Le programme d’essais effectué par Westinghouse Electric and Manufacturing prend fin en novembre 1943. Cela étant dit (tapé?), le simulateur d’impacts de vol ne demeure pas inactif longtemps. Les essais reprennent à la fin de l’hiver 1944-45 dans un établissement d’essais des pare-brise récemment complété à la Experimental Station de la CAA, à Indianapolis, Indiana. Un canon de 76 millimètres (3 pouces) est fourni en plus des 2 déjà utilisés sur le simulateur d’impacts de vol. Il peut lancer des oiseaux pesant aussi peu que 450 grammes (1 livre) à des vitesses atteignant 725 kilomètres/heure (450 milles/heure).
Les essais se poursuivent en 1946. Pour le reste de cette année et en 1947, l’équipe du simulateur d’impacts de vol effectue des essais pour quelques avionneurs américains bien connus : Beech Aircraft Corporation, Boeing Aircraft Company, Consolidated Vultee Aircraft Corporation, Curtiss-Wright Corporation, Douglas Aircraft Company Incorporated, Glenn L. Martin Company, Grumman Aircraft Engineering Company and Lockheed Aircraft Corporation. Cet appareil pionnier est mis au rancart à une date indéterminée. Il n’existe malheureusement plus.
Et oui, la magnifique, oserais-je dire époustouflante collection du Musée de l’aviation et de l’espace du Canada à Ottawa, Ontario, comprend non pas 1, mais 2 simulateurs d’impacts de vol, un de 89 millimètres (3.5 pouces) et un de 254 millimètres (10 pouces), offerts par l’Institut de recherche aérospatiale du Conseil national de recherches du Canada (CNRC). Et non, votre humble serviteur ne peut pas promettre qu’il va pontifier sur ces remarquables équipements à un certain moment dans le futur.
Cela étant dit (tapé ?), il convient de noter que le CNRC joue un rôle important dans les premiers travaux effectués à travers le monde pour réduire le risque que les oiseaux posent aux aéronefs. Malcolm Sheraton « Mike / Mac » Kuhring, chef du Laboratoire des moteurs de la Division de génie mécanique du CNRC, crée le Comité associé sur le péril aviaire en 1962, par exemple. En 1969, ce comité parraine une conférence internationale. En 1976, il aide à publier un livre d’un biologiste du Service canadien de la faune (SCF), Hans Blokpoel. Intitulé Bird Hazards to Aircraft, ce livre est réalisé en collaboration avec le SCF et Environnement Canada. Il est publié simultanément au Canada, aux États-Unis et au Royaume-Uni. Le Musée de l’aviation et de l’espace du Canada a la chance de compter parmi ses fonds une petite collection donnée par Blokpoel en 2005.

Données fournies:
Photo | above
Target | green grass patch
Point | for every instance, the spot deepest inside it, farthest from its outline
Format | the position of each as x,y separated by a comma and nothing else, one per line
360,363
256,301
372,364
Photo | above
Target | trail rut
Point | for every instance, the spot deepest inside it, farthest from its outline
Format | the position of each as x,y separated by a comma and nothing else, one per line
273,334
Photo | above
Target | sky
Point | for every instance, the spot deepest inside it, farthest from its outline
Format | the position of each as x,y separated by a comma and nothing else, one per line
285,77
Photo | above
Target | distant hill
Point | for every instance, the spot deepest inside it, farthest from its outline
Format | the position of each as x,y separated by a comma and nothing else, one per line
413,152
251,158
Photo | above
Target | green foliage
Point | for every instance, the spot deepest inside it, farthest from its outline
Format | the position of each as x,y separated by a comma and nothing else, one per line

Consigne de travail: Dans l'extrait sur le simulateur d'impacts de vol, recopiez, s'il vous plaît, le passage allant de « Les essais se » jusqu'à « n’existe malheureusement plus. » inclus, en remplaçant « avionneurs » par « constructeurs d'avions ».

Résultat de la tâche:
Les essais se poursuivent en 1946. Pour le reste de cette année et en 1947, l’équipe du simulateur d’impacts de vol effectue des essais pour quelques constructeurs d'avions américains bien connus : Beech Aircraft Corporation, Boeing Aircraft Company, Consolidated Vultee Aircraft Corporation, Curtiss-Wright Corporation, Douglas Aircraft Company Incorporated, Glenn L. Martin Company, Grumman Aircraft Engineering Company and Lockheed Aircraft Corporation. Cet appareil pionnier est mis au rancart à une date indéterminée. Il n’existe malheureusement plus.